◆ **PROBLEM DETAILS**
Strip the pictures and reproduce the rest of the listing exactly.

[Position annotation records]
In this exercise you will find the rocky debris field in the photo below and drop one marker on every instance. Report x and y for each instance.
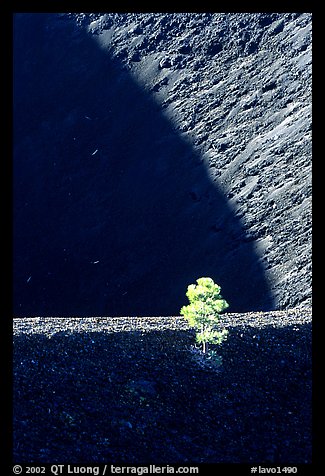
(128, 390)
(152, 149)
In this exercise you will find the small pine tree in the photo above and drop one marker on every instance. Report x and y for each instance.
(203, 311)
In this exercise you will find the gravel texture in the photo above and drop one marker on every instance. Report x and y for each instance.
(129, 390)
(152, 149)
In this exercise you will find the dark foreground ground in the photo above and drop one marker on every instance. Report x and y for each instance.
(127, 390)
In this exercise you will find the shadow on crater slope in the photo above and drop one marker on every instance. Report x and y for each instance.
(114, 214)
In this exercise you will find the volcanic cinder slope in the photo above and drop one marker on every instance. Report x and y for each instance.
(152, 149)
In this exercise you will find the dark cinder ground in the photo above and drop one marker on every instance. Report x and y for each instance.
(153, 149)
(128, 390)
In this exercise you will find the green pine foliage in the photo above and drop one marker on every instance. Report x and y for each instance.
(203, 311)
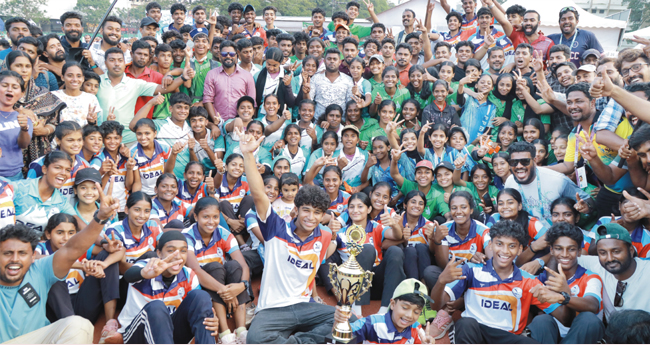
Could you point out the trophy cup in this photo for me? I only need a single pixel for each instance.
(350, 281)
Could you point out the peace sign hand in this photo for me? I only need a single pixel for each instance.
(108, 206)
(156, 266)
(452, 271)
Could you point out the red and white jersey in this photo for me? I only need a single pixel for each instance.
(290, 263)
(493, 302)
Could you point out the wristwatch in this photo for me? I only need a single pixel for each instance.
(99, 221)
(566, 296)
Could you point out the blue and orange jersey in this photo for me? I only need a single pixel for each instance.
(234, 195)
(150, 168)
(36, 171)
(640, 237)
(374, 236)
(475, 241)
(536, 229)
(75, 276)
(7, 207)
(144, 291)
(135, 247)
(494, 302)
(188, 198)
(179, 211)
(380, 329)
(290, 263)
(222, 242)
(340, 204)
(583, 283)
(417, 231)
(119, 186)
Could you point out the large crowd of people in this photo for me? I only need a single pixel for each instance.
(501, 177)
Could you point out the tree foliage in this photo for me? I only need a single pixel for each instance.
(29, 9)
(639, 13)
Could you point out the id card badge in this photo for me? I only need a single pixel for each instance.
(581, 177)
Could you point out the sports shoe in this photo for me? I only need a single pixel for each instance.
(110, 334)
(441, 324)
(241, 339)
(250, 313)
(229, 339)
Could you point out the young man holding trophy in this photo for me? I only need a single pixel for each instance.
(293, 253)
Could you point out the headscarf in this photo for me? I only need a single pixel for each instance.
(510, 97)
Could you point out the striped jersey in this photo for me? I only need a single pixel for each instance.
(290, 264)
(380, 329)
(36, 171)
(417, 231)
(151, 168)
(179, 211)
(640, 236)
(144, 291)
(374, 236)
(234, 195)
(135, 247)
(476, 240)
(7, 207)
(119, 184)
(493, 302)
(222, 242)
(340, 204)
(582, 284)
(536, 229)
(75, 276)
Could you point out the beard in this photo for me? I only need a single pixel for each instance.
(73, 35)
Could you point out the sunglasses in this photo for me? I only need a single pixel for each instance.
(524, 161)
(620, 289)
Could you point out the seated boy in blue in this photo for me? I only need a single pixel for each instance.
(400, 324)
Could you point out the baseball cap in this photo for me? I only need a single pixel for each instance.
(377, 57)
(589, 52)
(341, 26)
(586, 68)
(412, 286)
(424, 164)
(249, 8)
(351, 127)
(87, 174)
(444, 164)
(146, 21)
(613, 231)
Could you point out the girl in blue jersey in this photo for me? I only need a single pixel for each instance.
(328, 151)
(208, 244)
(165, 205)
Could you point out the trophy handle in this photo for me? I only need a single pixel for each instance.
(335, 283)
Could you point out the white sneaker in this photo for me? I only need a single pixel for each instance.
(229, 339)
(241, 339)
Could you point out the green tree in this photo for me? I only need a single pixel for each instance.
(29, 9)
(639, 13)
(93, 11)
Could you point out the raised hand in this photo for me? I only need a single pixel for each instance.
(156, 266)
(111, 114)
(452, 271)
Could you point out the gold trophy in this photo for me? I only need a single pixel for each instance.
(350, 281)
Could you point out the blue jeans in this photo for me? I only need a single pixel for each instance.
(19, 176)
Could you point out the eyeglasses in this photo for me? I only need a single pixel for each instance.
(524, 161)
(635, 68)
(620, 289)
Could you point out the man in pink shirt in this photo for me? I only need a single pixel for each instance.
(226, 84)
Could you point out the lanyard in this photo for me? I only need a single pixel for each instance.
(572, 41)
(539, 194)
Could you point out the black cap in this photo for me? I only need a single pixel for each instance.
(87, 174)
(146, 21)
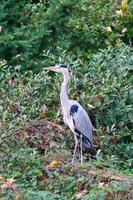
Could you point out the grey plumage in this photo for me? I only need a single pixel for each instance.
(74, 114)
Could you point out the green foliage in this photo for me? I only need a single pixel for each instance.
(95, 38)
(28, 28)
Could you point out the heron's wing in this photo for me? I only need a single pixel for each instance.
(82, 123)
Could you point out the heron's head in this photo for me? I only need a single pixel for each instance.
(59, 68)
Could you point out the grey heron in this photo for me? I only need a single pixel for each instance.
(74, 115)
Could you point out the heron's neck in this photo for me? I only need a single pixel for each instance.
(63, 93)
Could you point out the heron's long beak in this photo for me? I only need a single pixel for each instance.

◆ **EXPECTED OUTPUT**
In this exercise you will find the rocky debris field in the photo below and drop one marker on every instance. Report x and y for each instance.
(128, 390)
(152, 149)
In this exercise you will find the small pine tree in the photo above and drop one marker on every instance. Report x and y for each instance.
(203, 311)
In this exercise you will find the gravel texture in the photo above and drop one marker on every instance. Report x and y for each instance.
(129, 390)
(152, 149)
In this exercise you will find the dark foreground ground in the photo above and drop one marker on every instance. Report x and y for each instance.
(127, 390)
In this exercise you will find the shadow on crater slope in the photo above and drop one marker on every instance. Report x and y for each instance.
(114, 214)
In this exercise you will find the volcanic cinder slope in the photo above and drop one marker on every instance. Report x and y for each instance.
(152, 149)
In this exercise you will find the dark cinder ground in the photo above and drop one marker on every instance. Report x and y for each instance.
(153, 149)
(128, 390)
In this exercise you will find the green pine foliage in the photo above and drop one marker on every instance. Report x and y for each instance.
(203, 311)
Could you point out the trophy cup in this photo for me? I only need a single pixel for each instance.
(350, 281)
Could you point out the peace sign hand in this photo for me? I only need a single pixel for each instance.
(108, 206)
(156, 266)
(452, 271)
Could you point out the red and white jersey in this photo for me? I only need a single pixel for each instance.
(290, 263)
(493, 302)
Could you point out the wristwatch in this photo for me? I only need a single pixel for each instance.
(99, 221)
(566, 296)
Could you point out the blue and orange jersey in this photo for me? I only need a single pixel for each instance.
(234, 195)
(150, 168)
(36, 171)
(640, 237)
(374, 236)
(475, 241)
(536, 229)
(75, 276)
(7, 207)
(144, 291)
(135, 247)
(494, 302)
(188, 198)
(179, 211)
(380, 329)
(290, 263)
(222, 242)
(340, 204)
(583, 283)
(417, 231)
(119, 186)
Could you point out the large crowd of people in this photo for me? I only need a single pixel for each instance.
(501, 177)
Could you point out the tree foliage in this photo for me? I only need a single pixel for each instance.
(29, 9)
(639, 13)
Could you point out the id card badge in this photo for me? I only need a single pixel for each instance.
(581, 177)
Could you point out the sports shoe in this photo for me? I only need a single pixel for each instance.
(110, 334)
(441, 324)
(241, 339)
(250, 313)
(229, 339)
Could you point out the young man holding trophy in this photo for me? I only need a single pixel for each instance.
(293, 253)
Could you point out the headscarf in this photo for me? I only need a single pixel for each instance.
(510, 97)
Could you point out the striped jersey in this photo for me? I only need a single pixel for each instance.
(290, 264)
(380, 329)
(36, 171)
(417, 231)
(151, 168)
(179, 211)
(640, 236)
(144, 291)
(374, 236)
(234, 195)
(135, 247)
(476, 240)
(7, 207)
(119, 184)
(493, 302)
(222, 242)
(340, 204)
(582, 284)
(536, 229)
(75, 276)
Could you point out the beard in this photo for me? I only need a single pixel for each instance.
(73, 35)
Could you point out the sunglasses in this photo for me? I only need a single pixel for each instance.
(524, 161)
(620, 289)
Could you point out the seated boy in blue in this photo for me? I only need a single pixel for each instance.
(400, 324)
Could you point out the baseball cap in this photo for me? I only need a single pixel for each instance.
(377, 57)
(589, 52)
(341, 26)
(586, 68)
(412, 286)
(424, 164)
(249, 8)
(351, 127)
(87, 174)
(444, 164)
(146, 21)
(613, 231)
Could you point out the girl in blue jersey in this photo for me? I only need a single pixel for each instance.
(328, 151)
(208, 244)
(165, 205)
Could you point out the trophy handle in this photo for me? I only need a single pixel for each instance.
(335, 283)
Could you point out the white sneaker in this photo for me? I only need a single pixel for each instance.
(229, 339)
(241, 339)
Could you point out the green tree in this photo for me? I only need a single pixel for each instance.
(29, 9)
(639, 13)
(93, 11)
Could you point out the raised hand in this photo for me? I only need a single pixel for each instance.
(156, 266)
(111, 114)
(452, 271)
Could you point out the gold trophy in this photo for me? I only need a single pixel for each instance.
(350, 281)
Could you point out the blue jeans in this photo for me? I only need a single pixel for each instance.
(19, 176)
Could you point out the eyeglasses in this photo for me? I only need a single pixel for each instance.
(524, 161)
(635, 68)
(620, 289)
Could you point out the man in pink shirt in this photo for me? I only need a single pixel for each instance.
(226, 84)
Could you point out the lanyard in this photo for me? I only need a single pixel for each instance.
(572, 41)
(539, 194)
Could you point out the black cap in this photo for me? I only need a single pixel for each instance.
(87, 174)
(146, 21)
Could you point out the grey plumage in this photo for me? I only need a single pixel for each instance.
(74, 114)
Could you point out the green foliage in this photo for me? I only need a single pixel for each instance.
(95, 38)
(28, 28)
Could you point out the heron's wing in this photo for me? I only need a single pixel for each instance.
(82, 123)
Could you point out the heron's head in this photo for me? I only need a single pixel for each instance.
(59, 68)
Could you point out the grey heron in this photo for me? I only need a single pixel for each instance.
(74, 115)
Could you point out the heron's neck in this photo for me? I only need a single pixel for each instance.
(63, 93)
Could you point out the heron's long beak in this photo for me? I only need a single pixel for each instance.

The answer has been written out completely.